Referring expression pointing data:
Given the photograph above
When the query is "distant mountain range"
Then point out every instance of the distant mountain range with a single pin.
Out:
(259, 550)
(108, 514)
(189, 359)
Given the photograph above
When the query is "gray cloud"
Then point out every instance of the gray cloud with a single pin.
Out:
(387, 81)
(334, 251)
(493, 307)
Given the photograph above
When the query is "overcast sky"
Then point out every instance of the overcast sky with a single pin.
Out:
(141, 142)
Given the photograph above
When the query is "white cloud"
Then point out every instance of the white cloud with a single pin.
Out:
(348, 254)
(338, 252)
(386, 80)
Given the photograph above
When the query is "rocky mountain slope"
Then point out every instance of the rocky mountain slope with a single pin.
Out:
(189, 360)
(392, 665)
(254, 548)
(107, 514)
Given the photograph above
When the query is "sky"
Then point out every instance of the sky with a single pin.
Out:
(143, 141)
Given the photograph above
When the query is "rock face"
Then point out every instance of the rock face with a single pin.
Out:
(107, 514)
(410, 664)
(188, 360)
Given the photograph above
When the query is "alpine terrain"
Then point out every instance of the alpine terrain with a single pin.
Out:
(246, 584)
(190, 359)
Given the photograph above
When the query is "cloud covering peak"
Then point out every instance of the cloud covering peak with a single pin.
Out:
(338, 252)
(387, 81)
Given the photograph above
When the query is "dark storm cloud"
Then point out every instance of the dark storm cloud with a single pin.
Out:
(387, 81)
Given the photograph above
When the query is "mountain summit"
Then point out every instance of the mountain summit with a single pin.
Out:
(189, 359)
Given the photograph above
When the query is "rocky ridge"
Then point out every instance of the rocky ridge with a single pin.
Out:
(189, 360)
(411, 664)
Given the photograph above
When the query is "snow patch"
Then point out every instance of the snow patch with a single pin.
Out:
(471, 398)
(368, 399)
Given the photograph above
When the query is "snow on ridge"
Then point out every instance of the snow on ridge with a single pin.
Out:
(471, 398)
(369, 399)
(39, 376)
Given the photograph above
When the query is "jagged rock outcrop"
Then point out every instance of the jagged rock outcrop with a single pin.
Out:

==

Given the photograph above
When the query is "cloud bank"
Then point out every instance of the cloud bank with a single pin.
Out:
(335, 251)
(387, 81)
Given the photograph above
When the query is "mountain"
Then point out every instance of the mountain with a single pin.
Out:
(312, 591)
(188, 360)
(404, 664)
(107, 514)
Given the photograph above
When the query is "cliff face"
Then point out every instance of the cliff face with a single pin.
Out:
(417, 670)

> _TASK BRIEF_
Search the entries above for "rocky". Return every line that has it.

> _REPLY_
When the query is "rocky mountain slope"
Then point out every instance of the rocky mountain slope with a single pin.
When the query is "rocky ridge"
Then point out every instance of the rocky ridge with a single pin.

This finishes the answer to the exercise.